Problem A: Revise the scam stories from "All the products" through "in the open.", putting "show" in place of "spectacle".
Problem B: In the scam stories, what did the recruiter hand over at the Starbucks "interview"?
## Begin Extracted text
I went through their purchase funnel and installed Avast before I realized it wasn't Norton. As soon as I realized it, I immediately uninstalled it. I don't remember if I found any way to contact Avast, but I did call the credit card company and contested the charge. Avast contested the... con...test..ment...? I appealed and Avast gave up.
Got duped into giving my login info to a dude who promised to put money into my bank. Lost my account for like a week, and when I finally recovered it, they had taken what little I had. I cried.
Runescape as a child was a good place to learn life lessons
Years ago I was approached by a guy in a suit while working my shitty retail job. He was trying to recruit me to a pyramid scheme. I knew what was going on from the get go and just wanted to do a morbid curiosity suicide burn on it. Met him for an "interview" at a Starbucks and gave me like 10 CDs with talks from their independent business owners(lol) talking about how great it is and how much money they are making. He later invited me to a meeting at a hotel where they had a guy give a speech about the schtick in the conference hall with interviews played on a projector of success stories in tropical mansions.
I felt like, but don't know, that I might have been the only person there who knew what was going on. I talked to a few people who were also being recruited and they didnt seem to see what was going on. There were a lot of people there that really drank the Kool aid and had their dreams of not living paycheck to paycheck taken advantage of.
The guy who recruited me sat down with his wife, myself and another recruit and wanted to get us all signed up. I told him I didn't want to join a pyramid scheme. He tried to explain to me how it wasn't a pyramid scheme. I "wanted to get things straight" and drew a diagram on a napkin of the company structure, he confirmed my understanding was correct, I drew a triangle around it. The other recruit figured it out. The guy was trying to make me feel bad about not understanding how big of an opportunity I was throwing away, it did not work.
All the products they sold were crap. I looked at their website and couldn't find fuckall that I or anyone would actually want to buy if they weren't compelled to by being involved.
If you ever get someone trying to get you to do a pyramid scheme and they have one of those conference hall talks, do it if it is free just so you can enjoy the spectacle of con-men working in the open.
This absolute bastard said he would give a rune platebody to the person that traded him the highest value item as a sign of trust... lost a DDP++ to that jerk.
Which sounds like a joke, but that was a real eye-opening experience for 8 year old me. Enough that 20+ years later I still reflect on it on an almost daily basis, to remind myself that if something seems like a bleedingly obvious scam it invariably is.
## End Extracted text
## Begin Collected data
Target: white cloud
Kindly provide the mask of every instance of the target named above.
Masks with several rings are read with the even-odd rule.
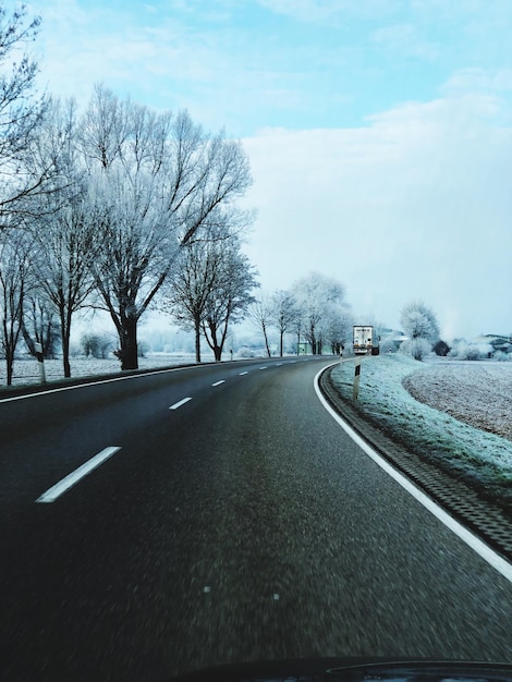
## End Collected data
Worked solution A:
All the products they sold were crap. I looked at their website and couldn't find fuckall that I or anyone would actually want to buy if they weren't compelled to by being involved.
If you ever get someone trying to get you to do a pyramid scheme and they have one of those conference hall talks, do it if it is free just so you can enjoy the show of con-men working in the open.

Worked solution B: About 10 CDs of talks by the company's independent business owners about how great it is and how much money they were making.